## [TASKS TO COMPLETE]
(a) Reproduce part of the reaction-diffusion passage word for word. Begin at the words "You can find" and stop after "different phase space.".
(b) Carry on writing the passage about reaction-diffusion patterns, starting after its final sentence.

## [TEXT EXCERPT]

- Opening Delimiter -

The principle is surprisingly simple: Two chemicals spread out across a surface ("diffusion"), and the relative concentration at each point determines how they interact ("reaction"). (In ML terms, one might say the former is a linear equation; the latter is a "nonlinearity.")

These equations have been numerically simulated many times, to great effect—for instance in Greg Turk's 1991 SIGGRAPH paper "Generating Textures on Arbitrary Surfaces Using Reaction-Diffusion":

You can find numerous versions on Shadertoy, like these beautiful multiscale patterns: (I would say "seems ripe for a neural renaissance," but I'm sure several papers have appeared on arXiv in the time it took me to write these posts!) Enjoy. [n/n]

I strongly suspect most of the pattern formation seen here is /not/ reaction diffusion... and that these are not Turing patterns, ferrofluids have a different phase space.

- Closing Delimiter -

## [EXCERPTED DATA]
- Opening Delimiter -

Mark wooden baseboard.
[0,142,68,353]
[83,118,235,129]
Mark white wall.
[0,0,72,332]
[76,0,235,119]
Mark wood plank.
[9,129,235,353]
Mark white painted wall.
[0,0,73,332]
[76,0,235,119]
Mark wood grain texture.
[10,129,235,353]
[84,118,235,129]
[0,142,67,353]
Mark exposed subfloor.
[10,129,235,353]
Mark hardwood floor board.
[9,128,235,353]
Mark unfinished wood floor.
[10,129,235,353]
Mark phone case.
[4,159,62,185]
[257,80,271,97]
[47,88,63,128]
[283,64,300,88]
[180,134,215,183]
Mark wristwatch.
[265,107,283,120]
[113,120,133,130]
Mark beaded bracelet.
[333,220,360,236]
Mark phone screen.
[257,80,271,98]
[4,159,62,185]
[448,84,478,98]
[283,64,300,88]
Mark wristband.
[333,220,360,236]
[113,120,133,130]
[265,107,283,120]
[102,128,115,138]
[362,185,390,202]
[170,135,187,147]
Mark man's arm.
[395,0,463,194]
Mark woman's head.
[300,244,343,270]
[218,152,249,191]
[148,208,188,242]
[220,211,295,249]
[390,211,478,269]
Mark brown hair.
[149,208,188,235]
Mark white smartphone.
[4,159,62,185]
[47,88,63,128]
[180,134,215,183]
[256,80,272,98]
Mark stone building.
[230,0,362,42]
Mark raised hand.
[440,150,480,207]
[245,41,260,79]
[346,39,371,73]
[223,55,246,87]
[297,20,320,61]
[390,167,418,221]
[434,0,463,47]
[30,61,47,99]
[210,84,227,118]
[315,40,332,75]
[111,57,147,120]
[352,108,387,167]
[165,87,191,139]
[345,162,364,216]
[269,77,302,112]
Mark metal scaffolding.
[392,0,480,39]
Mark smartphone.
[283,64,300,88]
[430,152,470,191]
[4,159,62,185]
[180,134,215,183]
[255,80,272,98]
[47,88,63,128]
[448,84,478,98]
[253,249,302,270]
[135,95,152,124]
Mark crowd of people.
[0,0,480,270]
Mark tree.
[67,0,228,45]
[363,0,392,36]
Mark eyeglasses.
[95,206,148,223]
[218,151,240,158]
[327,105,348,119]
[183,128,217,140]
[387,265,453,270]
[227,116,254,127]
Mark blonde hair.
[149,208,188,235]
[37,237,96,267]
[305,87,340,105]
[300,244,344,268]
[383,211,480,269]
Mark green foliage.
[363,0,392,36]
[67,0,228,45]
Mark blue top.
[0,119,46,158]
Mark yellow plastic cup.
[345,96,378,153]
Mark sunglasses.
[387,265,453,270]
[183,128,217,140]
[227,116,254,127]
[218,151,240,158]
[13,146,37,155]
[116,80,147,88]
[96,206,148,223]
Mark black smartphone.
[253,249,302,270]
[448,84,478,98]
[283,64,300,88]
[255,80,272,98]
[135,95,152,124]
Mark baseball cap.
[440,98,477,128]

- Closing Delimiter -

## [YOUR RESPONSES]
(a)
You can find numerous versions on Shadertoy, like these beautiful multiscale patterns: (I would say "seems ripe for a neural renaissance," but I'm sure several papers have appeared on arXiv in the time it took me to write these posts!) Enjoy. [n/n]

I strongly suspect most of the pattern formation seen here is /not/ reaction diffusion... and that these are not Turing patterns, ferrofluids have a different phase space.

(b)
It’s an interesting question. Many systems with very different dynamical origins exhibit the same limiting behavior. E.g., Allen-Cahn (reaction diffusion) agrees with mean curvature flow (MCF) in the limit. Here also you have surface tension (MCF) and nonlocal forces (repulsion).

This is why the special effects of the nebula/star in The Fountain (2006) are so timeless:

Wonderful film.

Oddly similar to ocular dominance columns? 🤔

Not odd at all—reaction-diffusion is a basic mechanism determining cell differentiation/pattern formation in chemistry and biology.